_Opdracht 1_
Vat de tekst over gemethyleerd DNA samen in twee zinnen.
_Opdracht 2_
Noem alle DNA-basen die de tekst over gemethyleerd DNA bij naam noemt.

Gemethyleerd DNA is thermisch zó veel stabieler dan ongemethyleerd DNA, dat je het verschil prima kunt zien met een standaard ‘high resolution melting’-apparaat. De gebruikelijke voorbehandeling met bisulfiet kun je net zo goed achterwege laten, zo schrijft Mike Wilkinson (Aberystwyth University, Wales) in het tijdschrift Analytical Chemistry.
Volgens Wilkinson kun je zelfs het verschil zien tussen DNA dat voor 0 en 1 procent is gemethyleerd, of voor 97,5 en 100 procent. Dat houdt in dat je één gemethyleerde cytosinebouwsteen in een DNA-oligomeer al kunt herkennen. Waar hij precies in de sequentie zit, kun je overigens niet zien.
Het belang van die methylering van cytosine zit in het feit dat ze de omzetting van de genetische code in eiwitten aanmerkelijk vertraagt. De laatste jaren groeit de belangstelling voor dit epigenetische’ effect, dat een belangrijk genetisch regemechanisme blijkt te zijn.
High resolution melting, afgekort HRM, komt er op neer dat je een DNA-monster langzaam opwarmt en kijkt bij welke temperatuur de strengen los van elkaar komen. Dat maak je zichtbaar met een kleurstof die fluoresceert zolang hij tussen de beide strengen hangt, maar niet meer wanneer hij er tussenuit valt. Tot nu toe wordt deze techniek vooral gebruikt om puntmutaties (SNP’s) snel op te sporen, op basis van het feit dat een guanine-cytosine-basenpaar thermisch wat stabieler is dan een adenine-thyminepaar.

_Gegeven data_

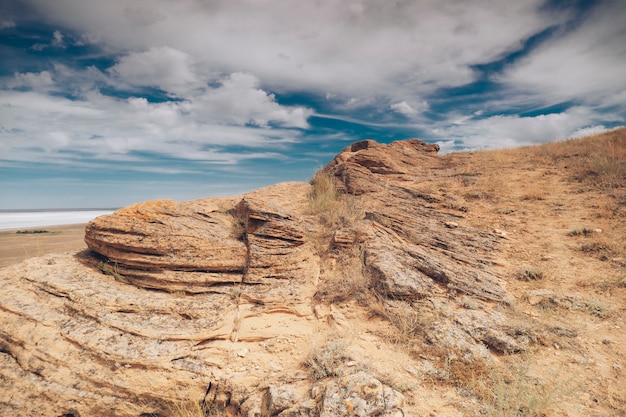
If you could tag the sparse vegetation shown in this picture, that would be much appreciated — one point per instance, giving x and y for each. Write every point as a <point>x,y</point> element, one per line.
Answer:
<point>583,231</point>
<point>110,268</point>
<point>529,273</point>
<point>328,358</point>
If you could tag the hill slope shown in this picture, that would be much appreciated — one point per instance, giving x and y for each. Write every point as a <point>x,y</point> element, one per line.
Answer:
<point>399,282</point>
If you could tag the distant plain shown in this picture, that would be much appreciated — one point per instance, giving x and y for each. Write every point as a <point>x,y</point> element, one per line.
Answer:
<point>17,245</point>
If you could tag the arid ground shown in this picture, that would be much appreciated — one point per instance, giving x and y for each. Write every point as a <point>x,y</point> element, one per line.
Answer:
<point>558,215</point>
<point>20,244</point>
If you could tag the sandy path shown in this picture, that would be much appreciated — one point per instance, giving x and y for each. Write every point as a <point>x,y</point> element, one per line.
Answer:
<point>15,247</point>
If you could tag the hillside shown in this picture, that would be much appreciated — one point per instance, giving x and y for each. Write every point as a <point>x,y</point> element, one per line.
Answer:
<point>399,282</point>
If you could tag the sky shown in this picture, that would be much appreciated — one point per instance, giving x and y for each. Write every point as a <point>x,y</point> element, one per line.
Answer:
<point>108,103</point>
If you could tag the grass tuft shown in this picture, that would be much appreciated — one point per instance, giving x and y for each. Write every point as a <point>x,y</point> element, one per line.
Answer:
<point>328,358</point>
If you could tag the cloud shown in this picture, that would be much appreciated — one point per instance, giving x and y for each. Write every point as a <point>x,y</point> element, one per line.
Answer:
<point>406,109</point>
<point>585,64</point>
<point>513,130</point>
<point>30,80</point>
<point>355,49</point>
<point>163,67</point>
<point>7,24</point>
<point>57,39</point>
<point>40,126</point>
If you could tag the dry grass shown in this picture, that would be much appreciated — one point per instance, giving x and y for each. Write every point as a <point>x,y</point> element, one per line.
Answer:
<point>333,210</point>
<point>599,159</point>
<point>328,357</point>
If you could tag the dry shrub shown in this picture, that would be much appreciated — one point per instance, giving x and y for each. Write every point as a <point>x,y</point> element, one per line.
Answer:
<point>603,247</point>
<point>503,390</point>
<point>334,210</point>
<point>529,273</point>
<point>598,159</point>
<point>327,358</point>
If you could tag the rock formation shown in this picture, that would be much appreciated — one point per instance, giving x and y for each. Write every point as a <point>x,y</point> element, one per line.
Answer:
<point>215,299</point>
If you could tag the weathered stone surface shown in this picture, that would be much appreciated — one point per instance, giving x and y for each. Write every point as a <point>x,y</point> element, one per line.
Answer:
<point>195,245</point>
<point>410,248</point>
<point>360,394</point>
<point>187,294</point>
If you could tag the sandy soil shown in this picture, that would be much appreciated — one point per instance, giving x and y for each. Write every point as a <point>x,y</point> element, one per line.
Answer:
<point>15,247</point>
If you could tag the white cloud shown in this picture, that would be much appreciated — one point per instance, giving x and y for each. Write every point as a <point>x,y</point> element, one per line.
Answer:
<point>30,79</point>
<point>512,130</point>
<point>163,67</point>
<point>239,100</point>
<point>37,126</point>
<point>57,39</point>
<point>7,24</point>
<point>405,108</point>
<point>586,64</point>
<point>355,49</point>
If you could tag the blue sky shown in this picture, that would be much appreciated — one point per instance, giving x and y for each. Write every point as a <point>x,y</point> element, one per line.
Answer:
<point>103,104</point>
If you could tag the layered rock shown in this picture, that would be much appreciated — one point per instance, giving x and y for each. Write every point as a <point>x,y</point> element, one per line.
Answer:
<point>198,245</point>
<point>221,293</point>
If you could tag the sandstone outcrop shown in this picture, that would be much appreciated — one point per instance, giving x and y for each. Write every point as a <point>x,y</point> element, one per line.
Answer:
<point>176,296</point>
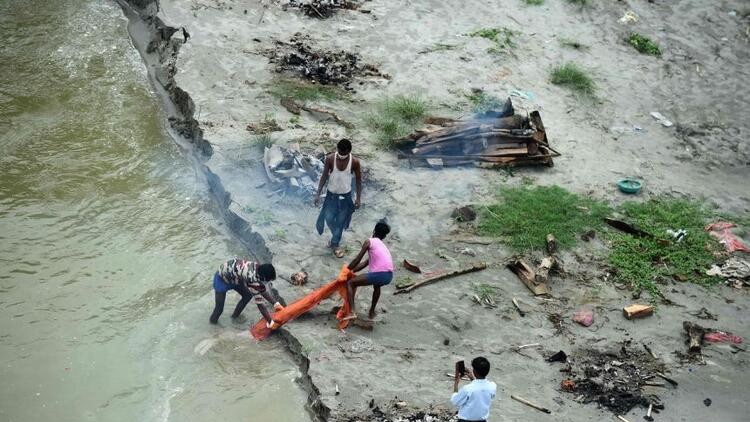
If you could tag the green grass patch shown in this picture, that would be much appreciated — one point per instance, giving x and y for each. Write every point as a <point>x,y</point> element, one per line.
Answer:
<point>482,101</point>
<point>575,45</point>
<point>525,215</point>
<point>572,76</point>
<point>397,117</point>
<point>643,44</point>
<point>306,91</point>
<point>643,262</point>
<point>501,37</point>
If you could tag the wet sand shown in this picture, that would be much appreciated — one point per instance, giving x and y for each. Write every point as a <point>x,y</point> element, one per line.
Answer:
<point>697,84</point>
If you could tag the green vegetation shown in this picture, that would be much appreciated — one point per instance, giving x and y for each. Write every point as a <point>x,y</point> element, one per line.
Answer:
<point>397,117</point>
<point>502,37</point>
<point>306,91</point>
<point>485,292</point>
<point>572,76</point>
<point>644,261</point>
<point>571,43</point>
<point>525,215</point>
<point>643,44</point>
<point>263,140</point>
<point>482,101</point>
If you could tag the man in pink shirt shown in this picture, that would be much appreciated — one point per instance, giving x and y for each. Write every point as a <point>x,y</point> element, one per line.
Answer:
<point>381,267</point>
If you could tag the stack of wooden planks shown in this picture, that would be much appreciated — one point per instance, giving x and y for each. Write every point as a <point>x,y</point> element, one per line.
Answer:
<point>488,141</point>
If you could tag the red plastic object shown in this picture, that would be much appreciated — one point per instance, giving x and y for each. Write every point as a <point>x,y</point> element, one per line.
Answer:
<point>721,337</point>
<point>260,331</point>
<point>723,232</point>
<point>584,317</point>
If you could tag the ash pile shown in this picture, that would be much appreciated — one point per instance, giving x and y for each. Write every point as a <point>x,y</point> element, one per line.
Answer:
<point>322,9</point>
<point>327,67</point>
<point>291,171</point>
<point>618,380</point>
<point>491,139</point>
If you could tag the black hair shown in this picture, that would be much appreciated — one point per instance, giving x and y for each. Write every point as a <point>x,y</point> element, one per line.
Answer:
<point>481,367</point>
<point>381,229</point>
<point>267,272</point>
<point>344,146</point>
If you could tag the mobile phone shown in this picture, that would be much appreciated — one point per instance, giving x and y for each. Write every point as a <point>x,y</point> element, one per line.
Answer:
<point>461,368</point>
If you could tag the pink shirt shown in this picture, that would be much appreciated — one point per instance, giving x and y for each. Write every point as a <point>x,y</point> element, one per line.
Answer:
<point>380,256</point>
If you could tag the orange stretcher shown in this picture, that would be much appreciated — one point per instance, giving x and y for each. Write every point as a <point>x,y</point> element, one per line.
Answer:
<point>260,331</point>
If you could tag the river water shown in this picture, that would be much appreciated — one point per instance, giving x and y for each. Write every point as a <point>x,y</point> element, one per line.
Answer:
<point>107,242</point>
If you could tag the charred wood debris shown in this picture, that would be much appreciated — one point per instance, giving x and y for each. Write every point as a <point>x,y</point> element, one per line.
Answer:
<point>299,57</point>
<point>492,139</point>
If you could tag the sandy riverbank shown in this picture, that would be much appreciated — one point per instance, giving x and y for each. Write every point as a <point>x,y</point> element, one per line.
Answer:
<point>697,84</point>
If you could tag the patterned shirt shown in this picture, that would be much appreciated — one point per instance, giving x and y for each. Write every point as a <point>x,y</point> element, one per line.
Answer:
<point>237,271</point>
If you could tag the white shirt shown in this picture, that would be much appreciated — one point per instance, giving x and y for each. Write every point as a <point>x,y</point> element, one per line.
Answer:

_Antwoord 1_
Volgens Mike Wilkinson (Aberystwyth University) is gemethyleerd DNA thermisch zo veel stabieler dan ongemethyleerd DNA dat je het verschil zonder voorbehandeling met bisulfiet kunt zien met een standaard high resolution melting-apparaat, zelfs bij één gemethyleerde cytosinebouwsteen in een DNA-oligomeer, al is de precieze plaats in de sequentie niet te zien. Bij HRM warm je een DNA-monster langzaam op en maak je met een fluorescerende kleurstof zichtbaar bij welke temperatuur de strengen loskomen; tot nu toe wordt de techniek vooral gebruikt om puntmutaties snel op te sporen.

_Antwoord 2_
cytosine
guanine
adenine
thymine